• **Brief 1**:
In the article on the Trans-Pacific trade talks, who is named as Australia's lead negotiator?
• **Brief 2**:
Carry on the article on the Trans-Pacific trade talks, starting after its final sentence.

• **Excerpt to read**:
======

Trans-Pacific Trade Pact Reveals U.S.’s Unbridled Corporate Agenda

By Neena Bhandari

SYDNEY, Mar 9 2012 (IPS) – The 11th round of the Trans-Pacific Partnership Agreement (TPPA) talks concluded in Melbourne Friday, with member states suggesting the negotiations had made significant progress but civil society groups reiterating concerns that the United States’ corporate demands could undermine social, economic and environmental policies.

“We do know that global corporations are pushing hard for the inclusion of provisions that benefit companies, but not necessarily workers and communities,” Gerardine Kearney, President of the Australian Council of Trade Unions (ACTU), told IPS.

“This can be seen, for example, in the negotiations on intellectual property and the risk that it (poses) to pharmaceutical companies’ rights to charge higher prices for medicines. We are seeing it in the investment negotiations, where (corporate success) will undermine the right of governments to regulate in the public interest and will provide companies the right to sue governments for damages,” Kearney said.

The TPPA is currently being negotiated between the U.S., Australia, New Zealand, Singapore, Malaysia, Vietnam, Brunei, Chile and Peru with the goal of developing a comprehensive “21st century” regional trade agreement by the year-end.

Australia’s lead negotiator Hamish McCormick told reporters in Melbourne, “We have made further strong headway. We are looking to conclude this year but we want to have a high quality agreement.”

======

• **Data for analysis**:

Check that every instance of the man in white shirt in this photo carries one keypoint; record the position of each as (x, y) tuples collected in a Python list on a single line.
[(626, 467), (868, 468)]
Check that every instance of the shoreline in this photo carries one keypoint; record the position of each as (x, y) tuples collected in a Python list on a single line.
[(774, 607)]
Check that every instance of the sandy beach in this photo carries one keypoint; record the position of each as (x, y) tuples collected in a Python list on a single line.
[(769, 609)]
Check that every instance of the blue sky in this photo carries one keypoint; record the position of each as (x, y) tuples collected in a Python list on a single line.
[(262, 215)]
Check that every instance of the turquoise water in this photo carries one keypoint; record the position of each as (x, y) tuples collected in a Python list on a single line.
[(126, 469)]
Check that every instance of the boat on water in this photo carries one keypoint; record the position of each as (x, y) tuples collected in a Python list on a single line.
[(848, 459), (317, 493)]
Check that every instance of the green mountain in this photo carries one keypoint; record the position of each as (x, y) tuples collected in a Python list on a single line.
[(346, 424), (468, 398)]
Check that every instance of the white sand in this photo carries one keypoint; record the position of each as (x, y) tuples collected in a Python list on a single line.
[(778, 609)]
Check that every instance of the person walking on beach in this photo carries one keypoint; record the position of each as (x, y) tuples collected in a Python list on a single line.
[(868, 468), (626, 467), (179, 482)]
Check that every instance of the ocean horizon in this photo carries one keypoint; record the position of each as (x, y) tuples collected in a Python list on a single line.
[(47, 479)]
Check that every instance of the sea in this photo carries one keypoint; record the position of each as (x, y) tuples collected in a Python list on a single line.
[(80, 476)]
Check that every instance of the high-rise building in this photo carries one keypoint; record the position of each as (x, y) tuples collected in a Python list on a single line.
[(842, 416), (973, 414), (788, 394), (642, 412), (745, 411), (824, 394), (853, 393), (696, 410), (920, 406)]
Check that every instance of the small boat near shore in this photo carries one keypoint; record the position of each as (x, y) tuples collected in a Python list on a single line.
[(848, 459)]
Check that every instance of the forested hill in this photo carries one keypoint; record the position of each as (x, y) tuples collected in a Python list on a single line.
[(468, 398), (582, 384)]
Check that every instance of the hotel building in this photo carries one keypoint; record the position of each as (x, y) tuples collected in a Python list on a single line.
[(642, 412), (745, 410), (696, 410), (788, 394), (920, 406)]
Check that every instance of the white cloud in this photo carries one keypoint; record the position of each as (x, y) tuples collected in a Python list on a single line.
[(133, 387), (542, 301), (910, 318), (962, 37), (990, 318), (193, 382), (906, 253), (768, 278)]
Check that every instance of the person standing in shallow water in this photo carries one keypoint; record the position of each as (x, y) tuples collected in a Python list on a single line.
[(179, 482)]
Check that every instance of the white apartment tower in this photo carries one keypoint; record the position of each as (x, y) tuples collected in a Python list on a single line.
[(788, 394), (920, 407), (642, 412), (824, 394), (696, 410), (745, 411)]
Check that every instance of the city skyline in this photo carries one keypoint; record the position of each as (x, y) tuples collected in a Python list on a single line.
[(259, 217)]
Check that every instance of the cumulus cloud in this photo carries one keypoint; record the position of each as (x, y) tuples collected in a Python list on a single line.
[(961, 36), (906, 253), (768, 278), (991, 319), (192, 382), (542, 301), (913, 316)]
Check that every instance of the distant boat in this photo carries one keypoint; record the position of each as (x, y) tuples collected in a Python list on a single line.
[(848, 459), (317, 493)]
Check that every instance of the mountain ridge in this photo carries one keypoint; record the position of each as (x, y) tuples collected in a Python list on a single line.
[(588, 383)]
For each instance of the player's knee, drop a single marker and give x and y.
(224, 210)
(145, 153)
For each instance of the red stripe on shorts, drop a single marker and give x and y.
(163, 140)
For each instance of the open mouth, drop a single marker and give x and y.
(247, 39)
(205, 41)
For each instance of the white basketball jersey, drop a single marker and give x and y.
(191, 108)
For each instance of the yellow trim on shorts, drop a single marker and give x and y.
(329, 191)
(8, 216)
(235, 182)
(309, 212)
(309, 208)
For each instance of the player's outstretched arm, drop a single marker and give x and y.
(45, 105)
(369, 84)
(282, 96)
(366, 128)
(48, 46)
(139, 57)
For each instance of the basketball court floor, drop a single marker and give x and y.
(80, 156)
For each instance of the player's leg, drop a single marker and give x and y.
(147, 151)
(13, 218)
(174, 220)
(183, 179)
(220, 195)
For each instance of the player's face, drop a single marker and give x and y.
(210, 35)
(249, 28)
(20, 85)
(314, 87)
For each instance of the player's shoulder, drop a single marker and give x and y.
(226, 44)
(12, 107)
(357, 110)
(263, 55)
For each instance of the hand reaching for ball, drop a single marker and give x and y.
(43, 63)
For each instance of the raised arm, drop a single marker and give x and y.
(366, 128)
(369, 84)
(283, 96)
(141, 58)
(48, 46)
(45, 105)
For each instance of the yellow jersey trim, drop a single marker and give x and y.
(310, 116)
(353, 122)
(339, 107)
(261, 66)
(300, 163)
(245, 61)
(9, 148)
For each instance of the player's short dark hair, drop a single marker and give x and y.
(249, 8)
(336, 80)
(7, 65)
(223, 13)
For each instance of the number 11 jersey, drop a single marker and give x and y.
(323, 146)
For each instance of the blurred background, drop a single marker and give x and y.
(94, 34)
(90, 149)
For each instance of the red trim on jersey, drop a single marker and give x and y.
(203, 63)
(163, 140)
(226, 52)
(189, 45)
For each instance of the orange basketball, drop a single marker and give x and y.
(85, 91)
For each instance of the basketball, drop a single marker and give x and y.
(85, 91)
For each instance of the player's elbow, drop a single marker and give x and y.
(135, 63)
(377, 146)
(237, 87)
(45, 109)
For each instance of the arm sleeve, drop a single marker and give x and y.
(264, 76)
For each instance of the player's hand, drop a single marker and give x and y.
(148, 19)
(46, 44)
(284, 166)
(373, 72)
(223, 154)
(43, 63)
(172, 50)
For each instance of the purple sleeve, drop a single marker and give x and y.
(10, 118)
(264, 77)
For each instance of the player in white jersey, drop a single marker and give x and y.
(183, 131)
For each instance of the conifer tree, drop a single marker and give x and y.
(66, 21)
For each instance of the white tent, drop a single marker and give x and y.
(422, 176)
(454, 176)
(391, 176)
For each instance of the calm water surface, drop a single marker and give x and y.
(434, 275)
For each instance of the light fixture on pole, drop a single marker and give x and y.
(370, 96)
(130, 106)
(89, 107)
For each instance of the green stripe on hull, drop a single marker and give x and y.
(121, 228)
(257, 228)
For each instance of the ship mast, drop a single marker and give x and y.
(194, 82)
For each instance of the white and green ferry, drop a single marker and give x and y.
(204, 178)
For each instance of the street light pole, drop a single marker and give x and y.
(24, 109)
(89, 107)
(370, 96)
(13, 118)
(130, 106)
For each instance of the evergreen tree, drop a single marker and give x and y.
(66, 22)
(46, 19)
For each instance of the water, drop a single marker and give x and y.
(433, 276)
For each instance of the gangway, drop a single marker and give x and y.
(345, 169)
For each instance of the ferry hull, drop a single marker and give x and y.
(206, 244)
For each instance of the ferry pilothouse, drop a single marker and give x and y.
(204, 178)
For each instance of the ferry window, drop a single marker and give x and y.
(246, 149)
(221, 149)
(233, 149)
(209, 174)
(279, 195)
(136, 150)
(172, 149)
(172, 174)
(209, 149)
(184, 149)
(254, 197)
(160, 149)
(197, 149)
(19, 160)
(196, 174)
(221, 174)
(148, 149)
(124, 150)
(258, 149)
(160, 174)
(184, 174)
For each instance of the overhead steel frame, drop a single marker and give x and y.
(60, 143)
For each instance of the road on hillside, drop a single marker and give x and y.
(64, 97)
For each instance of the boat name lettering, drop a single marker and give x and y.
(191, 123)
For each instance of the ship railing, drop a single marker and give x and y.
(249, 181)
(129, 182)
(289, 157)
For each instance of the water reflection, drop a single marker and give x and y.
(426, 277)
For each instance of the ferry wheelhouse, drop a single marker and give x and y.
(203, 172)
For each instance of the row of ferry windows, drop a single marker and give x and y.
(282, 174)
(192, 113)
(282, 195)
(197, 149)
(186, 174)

======

• **Expected answer 1**:
Hamish McCormick

• **Expected answer 2**:
Businesses say that diversifying trade flows across the Pacific would be beneficial, but civil society groups, calling for strong labour rights and environmental protections in the trade deal, have raised concerns over investor state dispute settlement (ISDS) provisions, amongst others.

ISDS provisions allow foreign corporations to sue a government for regulatory actions. The Australian Labor Government has made it clear that it does not support the inclusion of ISDS clauses despite immense pressure from corporations and the U.S. government.

“ISDS provisions can constrain the ability of governments to introduce legislation on social, environmental and economic matters; confer greater legal rights for foreign businesses than those available to domestic businesses by providing an avenue to take legal action for alleged breaches of the investment chapter of the trade agreement; and ISDS arbitration is lengthy and costly,” Kearney said.